- **Extrait fourni**:
+ + +

Mélange savamment dosé de fiction et de faits réels, progression dans l'évolution des personnages (relations évolutives entre Grace et Gabriel, par exemple), la série des Gabriel Knight peut être donnée comme un exemple de réussite tant au point de vue du scénario que du support. La musique de la série est due à Robert Holmes, le mari de Jane Jensen et elle contribue magnifiquement à créer l'ambiance.
Larry Laffer
Incontournable personnage de chez Sierra, le héros récurent de la série Leisure Suit Larry de Al Lowe débutée en 1987, Larry Laffer est l'exemple type de l'anti-héros qui hante 6 aventures numérotées de 1 à 7. Inutile de chercher la quatrième, elle n'existe pas. Par contre une 7ème qui portera le numéro 8 est en prévision.
Leisure Suit Larry 1: In the Land of the Lounge Lizards - 1987
Leisure Suit Larry 2: Larry Goes Looking for Love (In Several Wrong Places!) - 1988
Leisure Suit Larry 3: Passionate Patti in Pursuit of the Pulsating Pectorals! - 1989
Leisure Suit Larry 5: Passionate Patti Does a Little Undercover Work! - 1991
Leisure Suit Larry 6: Shape Up or Slip Out! - 1993
Leisure Suit Larry 7: Drague en Haute Mer - 1996
Leisure Suit Larry 8: Magna Cum Laude - 2004
Sur les disquettes manquantes,
Leisure Suit Larry 4: The Missing Floppies lire l'article inclus.

+ + +

- **Liste des tâches**:
- A) Dans l'extrait fourni, à qui doit-on la musique de la série Gabriel Knight ?
- B) Pour chaque phrase, dites si l'extrait fourni est d'accord (oui ou non) et citez les mots qui le montrent :
(i) La série Leisure Suit Larry a commencé en 1987.
(ii) Il existe un quatrième jeu de la série Leisure Suit Larry.
(iii) Al Lowe a composé la musique de la série Gabriel Knight.

+ + +

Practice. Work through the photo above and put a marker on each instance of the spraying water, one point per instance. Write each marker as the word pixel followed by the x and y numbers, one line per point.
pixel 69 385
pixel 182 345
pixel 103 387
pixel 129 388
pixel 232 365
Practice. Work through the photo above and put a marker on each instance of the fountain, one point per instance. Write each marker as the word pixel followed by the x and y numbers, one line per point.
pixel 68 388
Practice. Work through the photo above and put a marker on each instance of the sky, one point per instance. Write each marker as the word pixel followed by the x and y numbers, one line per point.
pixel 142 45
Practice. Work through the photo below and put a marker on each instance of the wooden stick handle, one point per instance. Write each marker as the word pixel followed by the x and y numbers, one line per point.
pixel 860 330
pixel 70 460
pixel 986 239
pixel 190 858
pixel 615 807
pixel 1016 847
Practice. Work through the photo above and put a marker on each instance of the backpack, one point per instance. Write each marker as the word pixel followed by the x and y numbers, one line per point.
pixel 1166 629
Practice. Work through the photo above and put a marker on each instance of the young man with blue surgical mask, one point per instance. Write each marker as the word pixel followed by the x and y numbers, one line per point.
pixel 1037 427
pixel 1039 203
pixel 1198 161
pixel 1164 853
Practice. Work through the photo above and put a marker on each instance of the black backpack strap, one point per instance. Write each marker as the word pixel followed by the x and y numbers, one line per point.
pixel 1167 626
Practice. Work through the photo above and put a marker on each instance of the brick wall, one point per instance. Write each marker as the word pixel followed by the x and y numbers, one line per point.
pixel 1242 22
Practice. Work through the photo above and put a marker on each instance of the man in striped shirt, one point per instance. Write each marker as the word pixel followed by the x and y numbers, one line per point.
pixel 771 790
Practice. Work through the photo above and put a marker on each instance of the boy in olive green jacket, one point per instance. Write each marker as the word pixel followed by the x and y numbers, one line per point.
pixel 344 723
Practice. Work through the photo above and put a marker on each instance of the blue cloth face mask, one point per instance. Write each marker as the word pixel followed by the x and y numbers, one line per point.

+ + +

- **Résultats par tâche**:
- A) À Robert Holmes, le mari de Jane Jensen.

- B)
(i) Oui : « la série Leisure Suit Larry de Al Lowe débutée en 1987 ».
(ii) Non : « Inutile de chercher la quatrième, elle n'existe pas. »
(iii) Non : « La musique de la série est due à Robert Holmes ».